**Page:**
§ §

OnePlus 8 vs OnePlus 8 Pro: Pricing and carriers

There’s a $200 gap between the 6.55-inch OnePlus 8, which starts at $699, and the 6.78-inch OnePlus 8 Pro, which starts at $899. Both models come with 8GB of RAM and 128GB of storage by default, but you can upgrade each to 12GB of RAM and 256GB of storage for an extra $100. OnePlus devices don’t have slots for microSD expandability, so you’re pretty much stuck with the capacity you select when you purchase the phone.

While the OnePlus 8 Pro will only be sold unlocked and not through carriers in North America, the regular OnePlus 8 will make it to Verizon and T-Mobile. There is one important difference, however: Only the Verizon OnePlus 8 variant will support millimeter-wave 5G, with all other models (unlocked or otherwise) limited to sub-6GHz. Additionally, if you buy the OnePlus 8 through Verizon, it will also cost $100 more to match its enhanced 5G capabilities.

One more retail note: for the first time, OnePlus is selling its latest handsets on Amazon, in addition to its website and those aforementioned carriers. Both phones go on sale everywhere on April 29.

OnePlus 8 vs OnePlus 8 Pro: Display

OnePlus 8 (left) and OnePlus 8 Pro

OnePlus 8 (left) and OnePlus 8 Pro (Image credit: Future)

While both OnePlus 8 models have fast-refresh displays, it's the OnePlus 8 Pro that unsurprisingly brings much more to the table. That 6.78-inch device offers a quad-HD+ resolution and a peak refresh rate of 120 Hz, making for animations twice as smooth as what you’ll find on conventional 60 Hz smartphone displays. The regular OnePlus 8’s 6.55-inch panel packs a full-HD+ resolution and a lower maximum refresh rate of 90 Hz. 

Both phones utilize AMOLED screens and come HDR-10+ certified, meaning they’ll display a wide dynamic range of color in supported media apps, like Netflix. The OnePlus 8 Pro, however, benefits from an exclusive, dedicated MEMC chip that can upscale 60 Hz content to 120 Hz, similar to the animation smoothing technology on some TV sets. This setting is optional on the 8 Pro and can be turned off.

§ §

**Information supplied:**
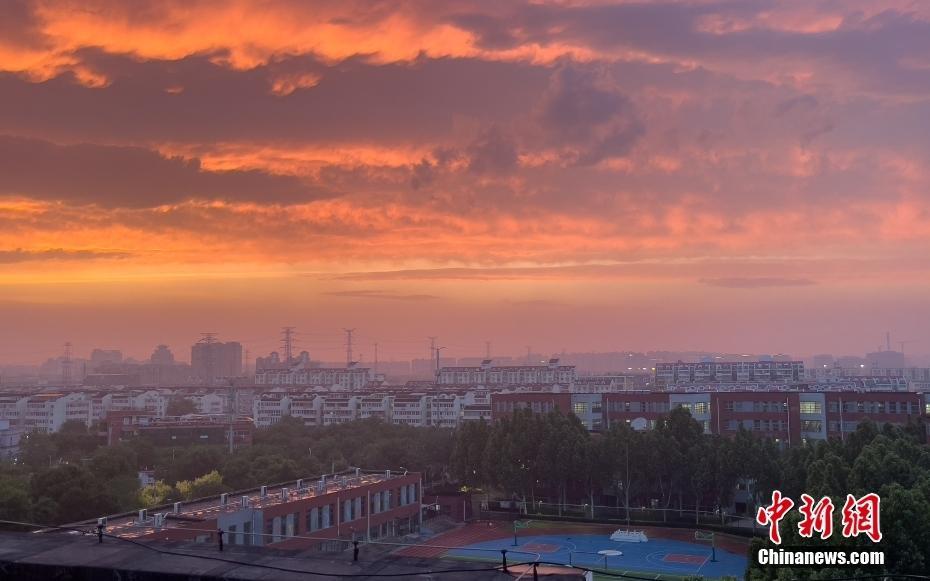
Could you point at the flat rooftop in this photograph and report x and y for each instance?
(39, 556)
(192, 512)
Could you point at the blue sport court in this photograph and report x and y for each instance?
(661, 557)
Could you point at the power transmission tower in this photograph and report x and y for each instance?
(209, 339)
(66, 363)
(287, 340)
(349, 346)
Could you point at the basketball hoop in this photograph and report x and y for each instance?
(707, 537)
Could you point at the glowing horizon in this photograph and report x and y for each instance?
(678, 174)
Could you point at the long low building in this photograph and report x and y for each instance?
(790, 417)
(305, 514)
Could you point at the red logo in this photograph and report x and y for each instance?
(817, 517)
(771, 515)
(860, 516)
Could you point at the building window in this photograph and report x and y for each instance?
(811, 407)
(811, 425)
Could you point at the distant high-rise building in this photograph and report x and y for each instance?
(885, 359)
(103, 357)
(162, 356)
(211, 360)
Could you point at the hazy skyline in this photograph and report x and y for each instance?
(596, 176)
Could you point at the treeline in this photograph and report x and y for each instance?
(71, 475)
(679, 468)
(555, 459)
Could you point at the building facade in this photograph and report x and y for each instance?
(306, 515)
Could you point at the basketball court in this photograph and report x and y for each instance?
(662, 558)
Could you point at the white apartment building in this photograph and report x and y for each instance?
(47, 412)
(13, 408)
(338, 409)
(729, 372)
(306, 407)
(269, 408)
(411, 410)
(351, 378)
(445, 410)
(489, 375)
(379, 406)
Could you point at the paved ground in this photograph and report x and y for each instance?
(671, 552)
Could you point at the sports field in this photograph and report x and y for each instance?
(667, 555)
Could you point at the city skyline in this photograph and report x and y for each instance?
(680, 175)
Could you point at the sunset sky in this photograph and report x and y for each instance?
(739, 175)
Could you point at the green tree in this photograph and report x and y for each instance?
(180, 406)
(209, 484)
(76, 493)
(156, 494)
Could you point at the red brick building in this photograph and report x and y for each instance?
(306, 514)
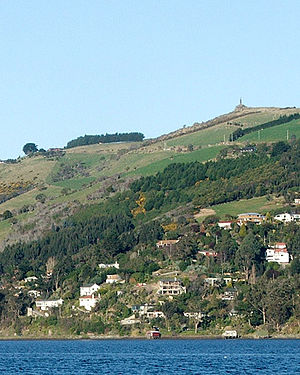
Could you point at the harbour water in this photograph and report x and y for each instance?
(209, 357)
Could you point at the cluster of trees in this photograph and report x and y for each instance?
(281, 120)
(105, 138)
(224, 180)
(98, 233)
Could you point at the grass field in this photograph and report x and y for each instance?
(209, 136)
(199, 155)
(277, 133)
(259, 204)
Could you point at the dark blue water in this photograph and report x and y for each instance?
(151, 357)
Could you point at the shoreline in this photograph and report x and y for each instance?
(110, 338)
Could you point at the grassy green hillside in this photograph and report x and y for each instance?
(277, 133)
(262, 205)
(92, 173)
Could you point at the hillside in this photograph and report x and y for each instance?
(91, 173)
(113, 239)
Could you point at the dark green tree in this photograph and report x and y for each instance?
(248, 253)
(30, 148)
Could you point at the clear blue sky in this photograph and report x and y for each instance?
(71, 67)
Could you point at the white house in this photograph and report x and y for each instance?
(251, 217)
(166, 243)
(48, 304)
(212, 281)
(111, 279)
(89, 289)
(225, 224)
(88, 302)
(34, 293)
(154, 314)
(278, 253)
(171, 287)
(194, 315)
(30, 279)
(130, 320)
(287, 218)
(112, 265)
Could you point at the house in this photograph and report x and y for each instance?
(111, 279)
(166, 243)
(88, 289)
(250, 217)
(229, 294)
(171, 287)
(130, 320)
(45, 305)
(154, 314)
(278, 253)
(227, 225)
(208, 253)
(112, 265)
(212, 281)
(88, 301)
(34, 293)
(230, 334)
(30, 279)
(287, 218)
(141, 309)
(194, 315)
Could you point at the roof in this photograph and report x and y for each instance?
(86, 297)
(88, 285)
(251, 213)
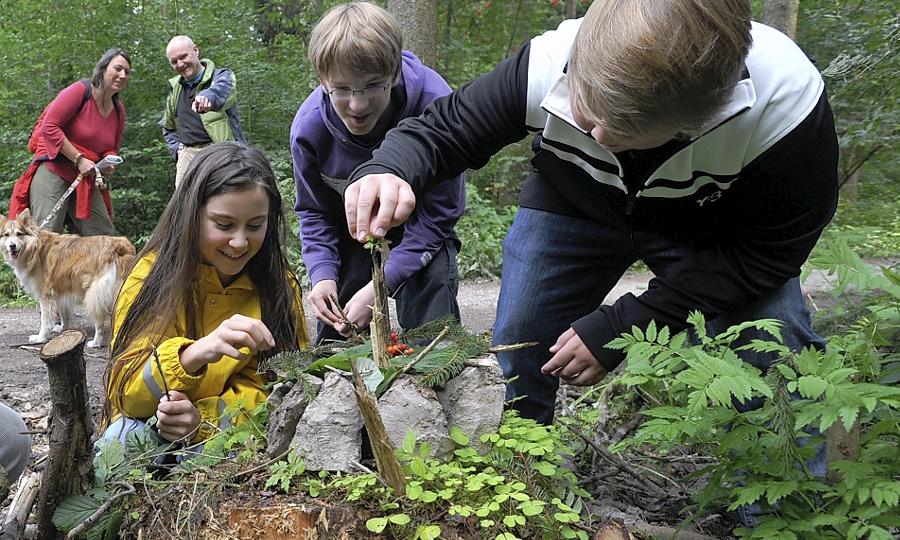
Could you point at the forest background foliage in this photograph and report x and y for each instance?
(46, 45)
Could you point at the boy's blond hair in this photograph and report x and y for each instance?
(359, 37)
(643, 65)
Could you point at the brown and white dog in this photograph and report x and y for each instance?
(62, 269)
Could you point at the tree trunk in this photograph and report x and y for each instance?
(782, 15)
(418, 21)
(69, 459)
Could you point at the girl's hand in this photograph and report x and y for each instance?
(176, 419)
(359, 309)
(320, 299)
(235, 332)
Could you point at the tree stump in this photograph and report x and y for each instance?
(70, 428)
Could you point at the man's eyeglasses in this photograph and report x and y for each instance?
(369, 92)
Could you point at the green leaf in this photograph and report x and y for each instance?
(369, 371)
(376, 525)
(414, 490)
(73, 511)
(776, 491)
(428, 532)
(399, 519)
(531, 508)
(107, 459)
(459, 437)
(811, 386)
(747, 495)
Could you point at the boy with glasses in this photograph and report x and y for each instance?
(368, 84)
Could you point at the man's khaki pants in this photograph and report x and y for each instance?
(185, 156)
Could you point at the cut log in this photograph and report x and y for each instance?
(70, 428)
(388, 467)
(287, 521)
(640, 531)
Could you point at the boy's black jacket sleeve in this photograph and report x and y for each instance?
(459, 131)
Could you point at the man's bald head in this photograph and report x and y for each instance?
(184, 57)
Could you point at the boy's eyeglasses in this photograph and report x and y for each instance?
(369, 92)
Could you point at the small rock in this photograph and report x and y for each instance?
(329, 434)
(409, 406)
(287, 405)
(473, 401)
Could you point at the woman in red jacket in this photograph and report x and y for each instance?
(81, 125)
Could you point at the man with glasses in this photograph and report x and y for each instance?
(201, 107)
(368, 84)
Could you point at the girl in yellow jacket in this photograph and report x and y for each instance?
(210, 295)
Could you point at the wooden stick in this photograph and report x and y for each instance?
(651, 483)
(380, 326)
(426, 350)
(354, 333)
(70, 455)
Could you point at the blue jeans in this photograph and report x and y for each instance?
(557, 269)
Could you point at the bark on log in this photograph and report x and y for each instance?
(69, 458)
(388, 467)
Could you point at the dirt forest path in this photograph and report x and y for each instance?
(23, 376)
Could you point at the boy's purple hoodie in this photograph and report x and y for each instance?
(325, 154)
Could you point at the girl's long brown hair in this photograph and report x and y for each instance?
(171, 286)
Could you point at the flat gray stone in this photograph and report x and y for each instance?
(473, 400)
(286, 406)
(329, 434)
(408, 406)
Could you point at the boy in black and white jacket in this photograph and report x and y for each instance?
(675, 132)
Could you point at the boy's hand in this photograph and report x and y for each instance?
(573, 362)
(233, 333)
(377, 202)
(359, 309)
(176, 419)
(320, 300)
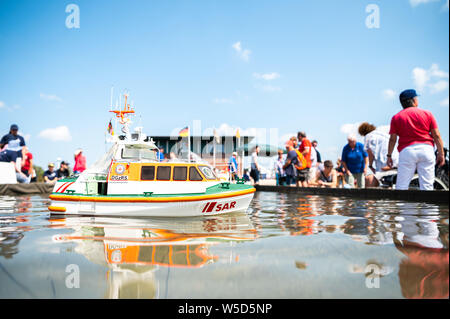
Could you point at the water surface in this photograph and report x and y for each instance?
(285, 246)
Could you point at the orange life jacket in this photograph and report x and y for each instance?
(302, 163)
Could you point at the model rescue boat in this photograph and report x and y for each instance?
(130, 180)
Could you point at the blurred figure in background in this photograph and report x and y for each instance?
(27, 163)
(63, 170)
(340, 171)
(10, 157)
(355, 160)
(232, 166)
(290, 171)
(319, 158)
(50, 174)
(13, 142)
(80, 162)
(279, 171)
(376, 144)
(161, 154)
(255, 171)
(305, 148)
(326, 177)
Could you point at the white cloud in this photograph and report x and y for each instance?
(389, 94)
(268, 88)
(415, 3)
(244, 54)
(431, 78)
(439, 86)
(266, 76)
(222, 101)
(350, 128)
(420, 78)
(50, 97)
(60, 133)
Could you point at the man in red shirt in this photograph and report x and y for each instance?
(27, 162)
(304, 148)
(418, 132)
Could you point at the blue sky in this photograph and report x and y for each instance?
(287, 65)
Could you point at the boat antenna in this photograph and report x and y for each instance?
(112, 93)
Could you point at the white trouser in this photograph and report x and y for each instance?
(418, 157)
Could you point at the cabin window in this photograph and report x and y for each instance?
(163, 173)
(194, 175)
(148, 173)
(209, 174)
(179, 173)
(138, 152)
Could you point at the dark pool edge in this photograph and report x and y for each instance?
(435, 197)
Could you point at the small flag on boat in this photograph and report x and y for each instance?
(110, 128)
(184, 132)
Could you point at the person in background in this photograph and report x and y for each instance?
(27, 162)
(417, 132)
(305, 148)
(80, 162)
(318, 157)
(50, 174)
(255, 171)
(161, 154)
(246, 177)
(356, 161)
(376, 145)
(232, 166)
(63, 170)
(13, 142)
(291, 160)
(326, 177)
(340, 171)
(279, 171)
(10, 157)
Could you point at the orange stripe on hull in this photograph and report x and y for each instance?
(56, 209)
(77, 198)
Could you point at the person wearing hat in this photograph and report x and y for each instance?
(417, 133)
(80, 162)
(63, 170)
(232, 166)
(13, 142)
(50, 174)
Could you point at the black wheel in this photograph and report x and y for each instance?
(438, 183)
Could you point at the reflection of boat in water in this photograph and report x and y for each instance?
(133, 248)
(130, 180)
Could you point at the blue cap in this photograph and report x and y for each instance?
(408, 94)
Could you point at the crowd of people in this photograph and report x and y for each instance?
(14, 150)
(363, 165)
(360, 165)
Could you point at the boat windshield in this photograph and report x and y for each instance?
(139, 152)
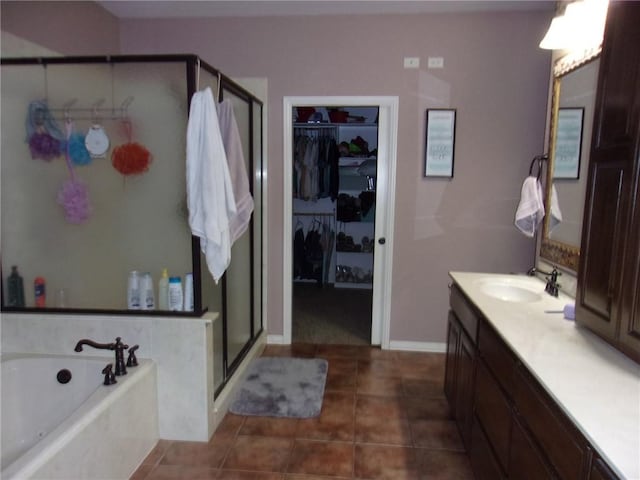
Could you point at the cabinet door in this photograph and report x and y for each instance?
(600, 471)
(465, 385)
(483, 461)
(564, 447)
(494, 413)
(450, 372)
(630, 318)
(526, 462)
(608, 241)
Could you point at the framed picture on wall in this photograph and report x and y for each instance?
(568, 143)
(440, 136)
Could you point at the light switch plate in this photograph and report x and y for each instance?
(411, 62)
(435, 62)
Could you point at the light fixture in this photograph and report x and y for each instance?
(580, 27)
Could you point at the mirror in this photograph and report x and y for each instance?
(574, 96)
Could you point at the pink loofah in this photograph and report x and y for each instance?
(74, 197)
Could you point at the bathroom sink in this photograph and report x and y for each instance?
(515, 290)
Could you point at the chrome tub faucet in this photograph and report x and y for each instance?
(118, 346)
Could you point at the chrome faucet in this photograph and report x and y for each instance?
(552, 279)
(118, 346)
(552, 282)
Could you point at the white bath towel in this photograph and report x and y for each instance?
(530, 211)
(237, 170)
(556, 215)
(209, 193)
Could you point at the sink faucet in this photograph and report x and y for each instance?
(552, 279)
(118, 346)
(552, 282)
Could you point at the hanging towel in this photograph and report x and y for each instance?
(209, 192)
(530, 210)
(556, 214)
(237, 170)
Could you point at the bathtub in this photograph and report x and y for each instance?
(81, 429)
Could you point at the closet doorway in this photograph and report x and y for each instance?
(339, 196)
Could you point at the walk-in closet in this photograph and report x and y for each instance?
(333, 223)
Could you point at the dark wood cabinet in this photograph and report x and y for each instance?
(526, 460)
(511, 426)
(608, 292)
(460, 363)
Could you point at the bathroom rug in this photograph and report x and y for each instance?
(282, 387)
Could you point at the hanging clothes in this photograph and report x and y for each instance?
(315, 164)
(237, 170)
(209, 192)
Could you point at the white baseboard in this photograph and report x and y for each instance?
(221, 404)
(275, 339)
(430, 347)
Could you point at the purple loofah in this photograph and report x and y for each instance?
(44, 146)
(74, 197)
(77, 150)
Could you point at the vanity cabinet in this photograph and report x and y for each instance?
(460, 362)
(608, 291)
(510, 425)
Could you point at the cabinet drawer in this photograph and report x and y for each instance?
(494, 413)
(465, 312)
(526, 462)
(563, 445)
(483, 462)
(497, 356)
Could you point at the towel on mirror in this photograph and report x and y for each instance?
(530, 211)
(237, 170)
(556, 215)
(209, 193)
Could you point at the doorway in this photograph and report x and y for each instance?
(351, 281)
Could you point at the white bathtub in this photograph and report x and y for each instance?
(78, 430)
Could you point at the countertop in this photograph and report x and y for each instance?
(596, 385)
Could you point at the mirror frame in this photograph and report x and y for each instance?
(559, 253)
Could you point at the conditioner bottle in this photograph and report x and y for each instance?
(163, 291)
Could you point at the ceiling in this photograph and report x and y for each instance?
(260, 8)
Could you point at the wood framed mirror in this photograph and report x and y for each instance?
(573, 101)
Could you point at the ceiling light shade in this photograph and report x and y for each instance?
(581, 26)
(557, 36)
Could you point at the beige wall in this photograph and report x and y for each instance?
(494, 74)
(71, 28)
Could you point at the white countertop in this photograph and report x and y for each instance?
(596, 386)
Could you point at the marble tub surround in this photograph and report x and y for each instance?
(595, 385)
(181, 348)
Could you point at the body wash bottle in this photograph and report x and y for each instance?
(163, 291)
(175, 294)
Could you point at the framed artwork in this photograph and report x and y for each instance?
(568, 143)
(440, 137)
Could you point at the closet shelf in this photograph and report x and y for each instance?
(353, 161)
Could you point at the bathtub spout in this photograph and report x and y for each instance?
(118, 346)
(91, 343)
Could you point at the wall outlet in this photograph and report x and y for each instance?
(411, 62)
(435, 62)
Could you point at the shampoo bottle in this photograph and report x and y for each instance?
(148, 298)
(163, 291)
(16, 289)
(188, 292)
(175, 294)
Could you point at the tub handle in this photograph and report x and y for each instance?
(132, 361)
(109, 376)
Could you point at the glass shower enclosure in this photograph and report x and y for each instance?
(81, 219)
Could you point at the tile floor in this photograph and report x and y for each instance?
(384, 416)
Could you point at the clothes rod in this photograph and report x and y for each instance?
(310, 214)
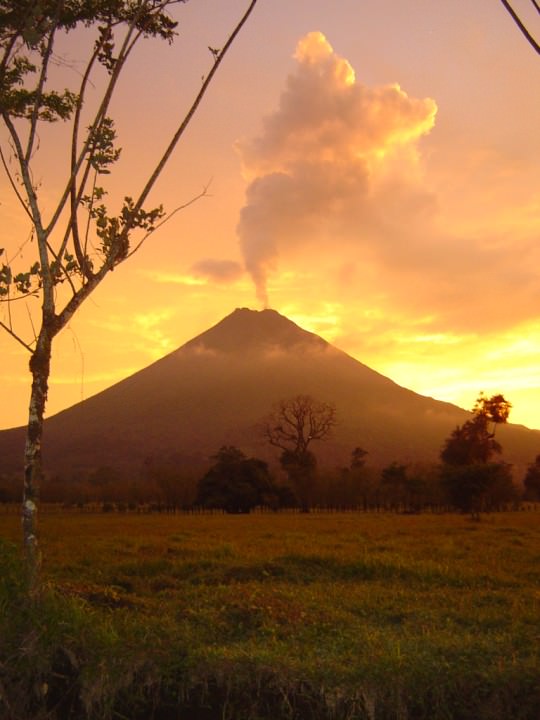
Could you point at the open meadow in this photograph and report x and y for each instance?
(309, 616)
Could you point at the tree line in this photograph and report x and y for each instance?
(470, 477)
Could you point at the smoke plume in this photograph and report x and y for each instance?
(327, 159)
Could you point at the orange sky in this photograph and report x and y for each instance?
(375, 176)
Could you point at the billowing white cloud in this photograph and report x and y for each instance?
(338, 185)
(329, 160)
(224, 271)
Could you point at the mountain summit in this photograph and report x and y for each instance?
(215, 389)
(253, 330)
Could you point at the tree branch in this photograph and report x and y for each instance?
(16, 337)
(521, 25)
(218, 58)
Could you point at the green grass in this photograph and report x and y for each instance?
(336, 617)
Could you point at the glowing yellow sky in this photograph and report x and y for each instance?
(375, 176)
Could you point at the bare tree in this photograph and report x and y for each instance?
(294, 424)
(80, 241)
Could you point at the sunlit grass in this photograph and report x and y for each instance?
(317, 616)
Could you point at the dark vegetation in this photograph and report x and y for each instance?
(407, 611)
(471, 477)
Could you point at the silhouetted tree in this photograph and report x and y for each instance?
(472, 482)
(292, 426)
(77, 240)
(531, 481)
(236, 484)
(473, 442)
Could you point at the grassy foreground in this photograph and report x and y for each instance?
(338, 617)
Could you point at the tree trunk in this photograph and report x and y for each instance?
(33, 470)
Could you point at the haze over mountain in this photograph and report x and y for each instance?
(215, 389)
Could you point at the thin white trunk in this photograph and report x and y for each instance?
(33, 471)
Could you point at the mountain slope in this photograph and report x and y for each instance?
(216, 388)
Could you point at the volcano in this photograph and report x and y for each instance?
(216, 389)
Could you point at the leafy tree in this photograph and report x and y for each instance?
(474, 442)
(293, 426)
(80, 240)
(531, 481)
(236, 484)
(478, 487)
(474, 483)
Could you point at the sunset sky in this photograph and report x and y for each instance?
(374, 175)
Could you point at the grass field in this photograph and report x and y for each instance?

§ §

**To be done:**
1. According to the OnePlus comparison, which carrier's OnePlus 8 variant is the only one that supports millimeter-wave 5G?
2. Repeat the part of the OnePlus comparison between "There’s a $200" and "enhanced 5G capabilities.", inclusive.

**Expected outputs:**
1. Verizon's.

2.
There’s a $200 gap between the 6.55-inch OnePlus 8, which starts at $699, and the 6.78-inch OnePlus 8 Pro, which starts at $899. Both models come with 8GB of RAM and 128GB of storage by default, but you can upgrade each to 12GB of RAM and 256GB of storage for an extra $100. OnePlus devices don’t have slots for microSD expandability, so you’re pretty much stuck with the capacity you select when you purchase the phone.

While the OnePlus 8 Pro will only be sold unlocked and not through carriers in North America, the regular OnePlus 8 will make it to Verizon and T-Mobile. There is one important difference, however: Only the Verizon OnePlus 8 variant will support millimeter-wave 5G, with all other models (unlocked or otherwise) limited to sub-6GHz. Additionally, if you buy the OnePlus 8 through Verizon, it will also cost $100 more to match its enhanced 5G capabilities.